───── TEXT SEGMENT

If there’s one piece of knowledge that separates those unknowledgeable about gin to those who know where their towel is at in regard to this storied spirit, it is this: gin is made and/or flavored with juniper berries.
In fact, gin is so tied with the berry that its name derives from the dutch word jenever, which literally translates to “juniper”. Without junipers, gin becomes something else entirely, something distinctly not gin.
Juniper berries are not the sort of item that are a regular part of an American’s pantry. So the question is – “What the hell is juniper, anyway?”
First and foremost, it’s not technically a berry, but rather a cone, albeit a fleshy, berry-looking one. In fact, it is this relation to conifer trees that give the juniper it’s “piney” taste, one that lesser gins are more than willing to exploit. Many a poor gin tastes more akin to pine trees (or even Pine-Sol, if there’s a strong, chemical taste) than true juniper. In other words, juniper can have a pine taste, but it’s only one of several taste characteristics it has.
While there are several varieites of juniper out there, there are primarily two whose berries are used in the creation of gin. There’s Juniperus communis, which should be considered the European juniper berry used in gin, and Juniperus occidentalis, which should be considered the New World variety used in some artisinal gins.
The berry fresh off of the stem is considered near worthless, as it’s too bitter to be palatable for either man or farm animals. However only when the berries are dried, or combined with other ingredients, is its true value understood.

──────────
───── RECORDS SUPPLIED

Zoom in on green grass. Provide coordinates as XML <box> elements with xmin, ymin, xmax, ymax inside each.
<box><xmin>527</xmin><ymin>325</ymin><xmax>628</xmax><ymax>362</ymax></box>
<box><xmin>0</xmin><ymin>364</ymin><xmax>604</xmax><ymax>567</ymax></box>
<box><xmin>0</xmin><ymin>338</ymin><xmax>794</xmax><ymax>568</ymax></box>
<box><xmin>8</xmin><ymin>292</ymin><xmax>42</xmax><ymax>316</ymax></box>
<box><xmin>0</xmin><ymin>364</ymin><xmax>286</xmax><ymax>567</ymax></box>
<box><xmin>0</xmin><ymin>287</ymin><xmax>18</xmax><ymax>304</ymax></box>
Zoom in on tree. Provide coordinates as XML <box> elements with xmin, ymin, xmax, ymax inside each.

──────────
───── RECORDS SUPPLIED

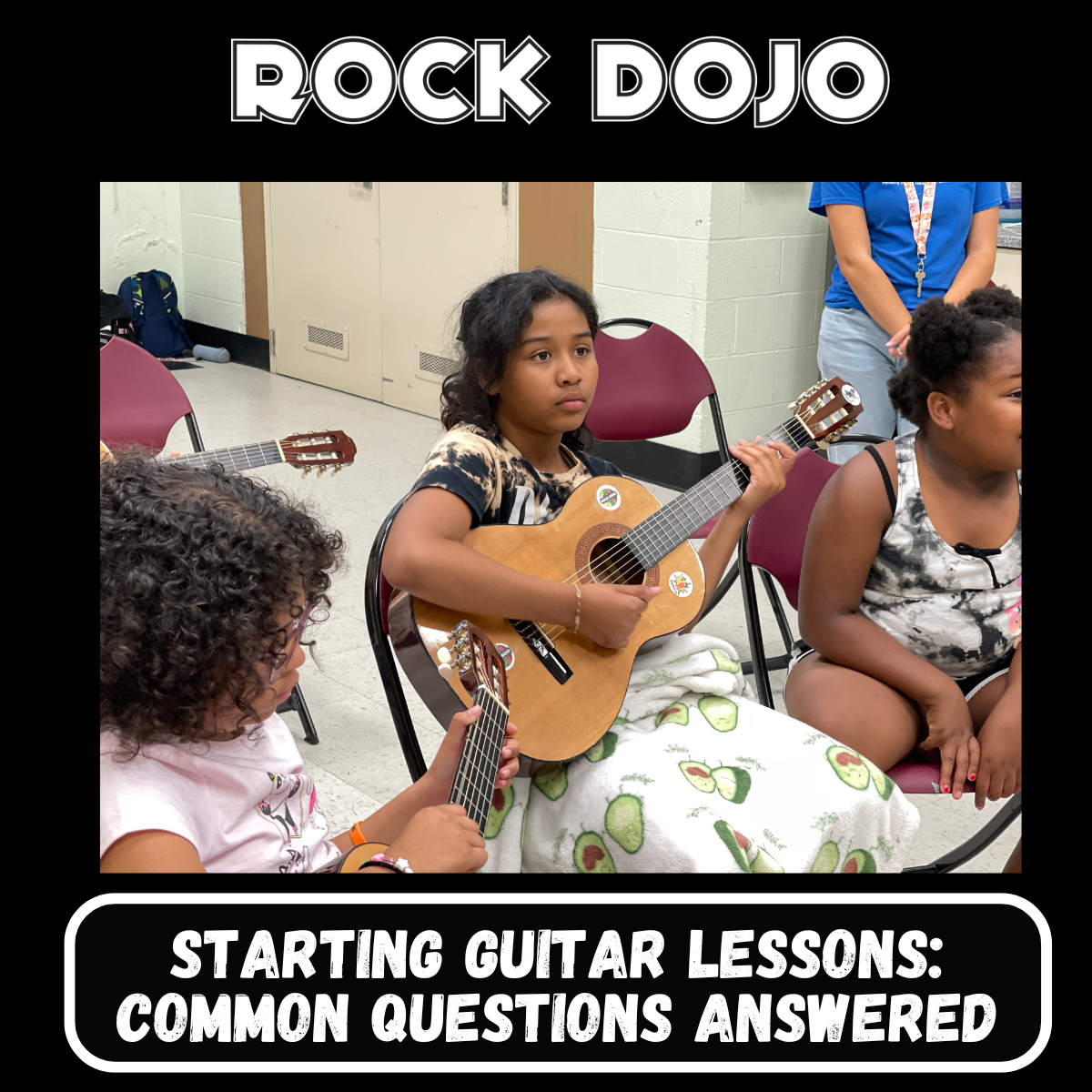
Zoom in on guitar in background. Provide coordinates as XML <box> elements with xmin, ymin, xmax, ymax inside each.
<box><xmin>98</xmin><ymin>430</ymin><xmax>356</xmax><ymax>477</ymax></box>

──────────

### WHAT THIS EXERCISE ASKS
A: From the passage about juniper berries and gin, list every word or phrase that appears inside quotation marks.
B: According to the passage about juniper berries and gin, from which Dutch word does the name "gin" derive?
C: Carry on with the passage about juniper berries and gin, starting after its last sentence.
None of the material is needed for the work that goes with this passage.

### ANSWERS TO THE PROBLEMS
A:
- “juniper”
- “What the hell is juniper, anyway?”
- “piney”

B: It derives from the Dutch word jenever, which literally translates to “juniper.”

C:
Side Note: While we use the deep dark purple-ish berries to flavor our meats, sauces, and soups, it’s the fully-grown-but still-green berries that are typically used in gin production.
How did juniper end up in gins? As with many things alcoholic, one first needs to look to the history of pharmacology to understand. Juniper berries were used as a medicine for everything from increasing physical stamina (the Greeks) to a diuretic (Chinese, Germans), to even a contraceptive when applied to the genitalia (the Greeks yet again).
From this path, it’s only a short jump to adding junipers into fermented alcohols such a beer, to adding it into mashes to be distilled. And once added to any intoxicant, its popularity would have increased, especially if its addition made the intoxicant more palatable.
The better gins look to get the most out of the juniper berry, an idea I’ll explore in a later post regarding other botanicals. Juniper, when applied well, is more than a pine taste, but a complex interaction of several characteristics that are used to balance with other flavorings. But for now, the two things you need to take away from this post is that 1) Gin is Juniper; and 2) Juniper is more than a piney taste.